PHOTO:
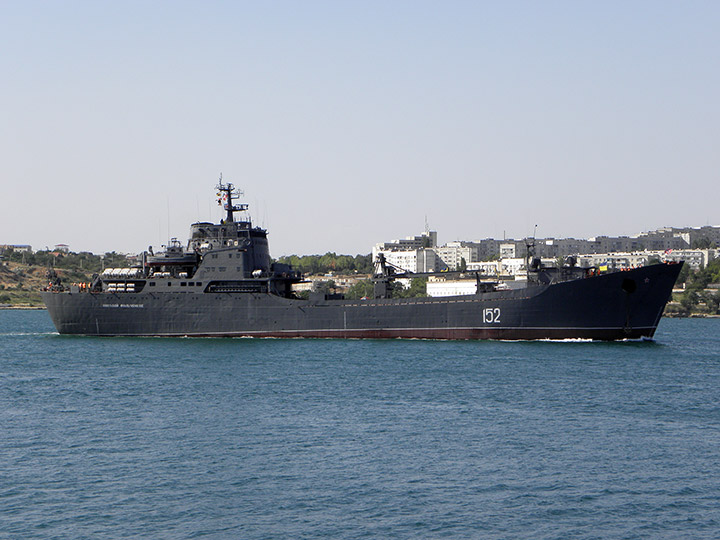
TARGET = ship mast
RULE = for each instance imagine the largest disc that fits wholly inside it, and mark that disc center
(226, 192)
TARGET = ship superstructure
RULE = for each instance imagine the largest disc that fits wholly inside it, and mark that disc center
(223, 283)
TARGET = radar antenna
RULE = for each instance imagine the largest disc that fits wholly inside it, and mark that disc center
(226, 192)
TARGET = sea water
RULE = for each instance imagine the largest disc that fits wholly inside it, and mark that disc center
(259, 439)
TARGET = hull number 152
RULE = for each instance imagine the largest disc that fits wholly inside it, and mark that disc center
(491, 315)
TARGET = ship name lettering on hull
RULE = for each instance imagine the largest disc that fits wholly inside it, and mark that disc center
(491, 315)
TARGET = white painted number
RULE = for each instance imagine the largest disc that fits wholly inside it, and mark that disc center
(491, 315)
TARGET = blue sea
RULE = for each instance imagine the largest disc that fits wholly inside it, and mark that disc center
(108, 438)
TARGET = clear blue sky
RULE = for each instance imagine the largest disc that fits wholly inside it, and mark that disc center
(347, 123)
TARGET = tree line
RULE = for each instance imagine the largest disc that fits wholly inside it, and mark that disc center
(330, 262)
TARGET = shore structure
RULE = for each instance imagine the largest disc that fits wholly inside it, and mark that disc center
(223, 283)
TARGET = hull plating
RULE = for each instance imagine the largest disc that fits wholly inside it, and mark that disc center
(601, 307)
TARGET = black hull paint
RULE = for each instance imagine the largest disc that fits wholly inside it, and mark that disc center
(598, 307)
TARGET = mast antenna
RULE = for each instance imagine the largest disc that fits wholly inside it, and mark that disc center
(226, 192)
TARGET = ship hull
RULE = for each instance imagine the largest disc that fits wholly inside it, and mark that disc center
(622, 305)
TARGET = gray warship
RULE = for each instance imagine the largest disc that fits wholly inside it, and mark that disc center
(223, 283)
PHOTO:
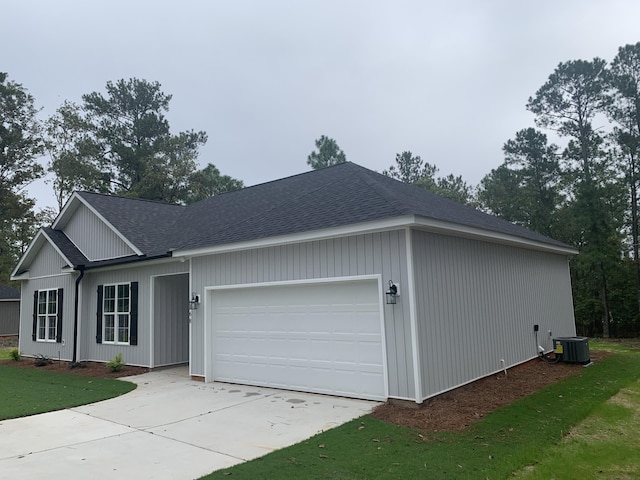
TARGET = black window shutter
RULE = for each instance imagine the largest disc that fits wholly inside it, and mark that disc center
(99, 315)
(59, 319)
(133, 332)
(34, 331)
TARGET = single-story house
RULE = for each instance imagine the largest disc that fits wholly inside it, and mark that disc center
(9, 311)
(284, 285)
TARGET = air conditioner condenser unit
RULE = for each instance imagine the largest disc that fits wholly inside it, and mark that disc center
(572, 349)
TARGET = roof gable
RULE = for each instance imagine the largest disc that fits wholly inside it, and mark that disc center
(9, 293)
(337, 196)
(59, 246)
(344, 195)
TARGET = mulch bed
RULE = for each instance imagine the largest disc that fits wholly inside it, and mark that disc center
(87, 369)
(459, 408)
(451, 411)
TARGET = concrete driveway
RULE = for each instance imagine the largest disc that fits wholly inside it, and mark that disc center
(170, 427)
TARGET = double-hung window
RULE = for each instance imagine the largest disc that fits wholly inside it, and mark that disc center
(117, 313)
(117, 321)
(47, 315)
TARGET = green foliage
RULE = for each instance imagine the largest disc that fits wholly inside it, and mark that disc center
(31, 391)
(328, 153)
(506, 441)
(525, 188)
(42, 360)
(209, 182)
(20, 146)
(116, 363)
(412, 169)
(121, 143)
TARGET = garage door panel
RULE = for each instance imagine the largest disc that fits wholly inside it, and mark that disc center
(323, 338)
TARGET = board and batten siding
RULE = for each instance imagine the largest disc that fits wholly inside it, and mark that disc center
(171, 320)
(9, 317)
(381, 254)
(93, 237)
(477, 304)
(47, 262)
(53, 350)
(139, 354)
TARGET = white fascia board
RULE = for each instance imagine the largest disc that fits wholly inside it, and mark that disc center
(354, 229)
(457, 230)
(29, 252)
(413, 221)
(32, 250)
(69, 263)
(137, 264)
(77, 198)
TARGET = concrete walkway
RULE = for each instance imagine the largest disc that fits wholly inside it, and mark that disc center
(170, 427)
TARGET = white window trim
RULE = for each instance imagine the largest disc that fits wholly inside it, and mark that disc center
(116, 314)
(46, 317)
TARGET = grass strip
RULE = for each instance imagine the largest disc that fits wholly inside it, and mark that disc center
(504, 442)
(29, 391)
(5, 353)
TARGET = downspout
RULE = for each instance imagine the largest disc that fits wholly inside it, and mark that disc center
(75, 317)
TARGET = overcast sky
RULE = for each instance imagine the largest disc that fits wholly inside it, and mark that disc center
(448, 81)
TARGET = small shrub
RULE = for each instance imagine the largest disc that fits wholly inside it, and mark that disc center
(116, 363)
(42, 360)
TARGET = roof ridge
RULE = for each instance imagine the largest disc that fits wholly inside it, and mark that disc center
(121, 197)
(286, 202)
(381, 190)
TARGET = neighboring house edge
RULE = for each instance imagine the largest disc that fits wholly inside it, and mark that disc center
(285, 284)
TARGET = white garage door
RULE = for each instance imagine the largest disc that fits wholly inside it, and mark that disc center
(313, 337)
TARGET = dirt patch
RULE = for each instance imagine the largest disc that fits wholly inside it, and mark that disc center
(459, 408)
(87, 369)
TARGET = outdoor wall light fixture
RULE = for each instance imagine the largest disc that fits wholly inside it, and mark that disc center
(194, 302)
(392, 294)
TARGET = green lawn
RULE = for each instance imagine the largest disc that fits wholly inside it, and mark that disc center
(5, 353)
(528, 438)
(25, 391)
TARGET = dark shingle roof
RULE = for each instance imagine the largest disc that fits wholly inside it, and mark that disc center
(341, 195)
(9, 293)
(144, 223)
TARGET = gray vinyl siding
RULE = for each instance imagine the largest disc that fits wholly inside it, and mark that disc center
(93, 237)
(379, 253)
(143, 274)
(47, 262)
(171, 320)
(53, 350)
(477, 304)
(9, 317)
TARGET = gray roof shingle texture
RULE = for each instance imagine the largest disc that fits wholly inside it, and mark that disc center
(341, 195)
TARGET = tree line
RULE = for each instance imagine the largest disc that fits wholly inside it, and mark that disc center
(583, 192)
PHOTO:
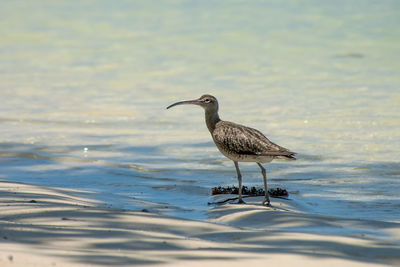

============

• **Task details**:
Please gather every line above that contains the word "shingle", and copy each one; case counts.

• **Completed exercise**:
TARGET = dark shingle roof
TARGET = gray roof shingle texture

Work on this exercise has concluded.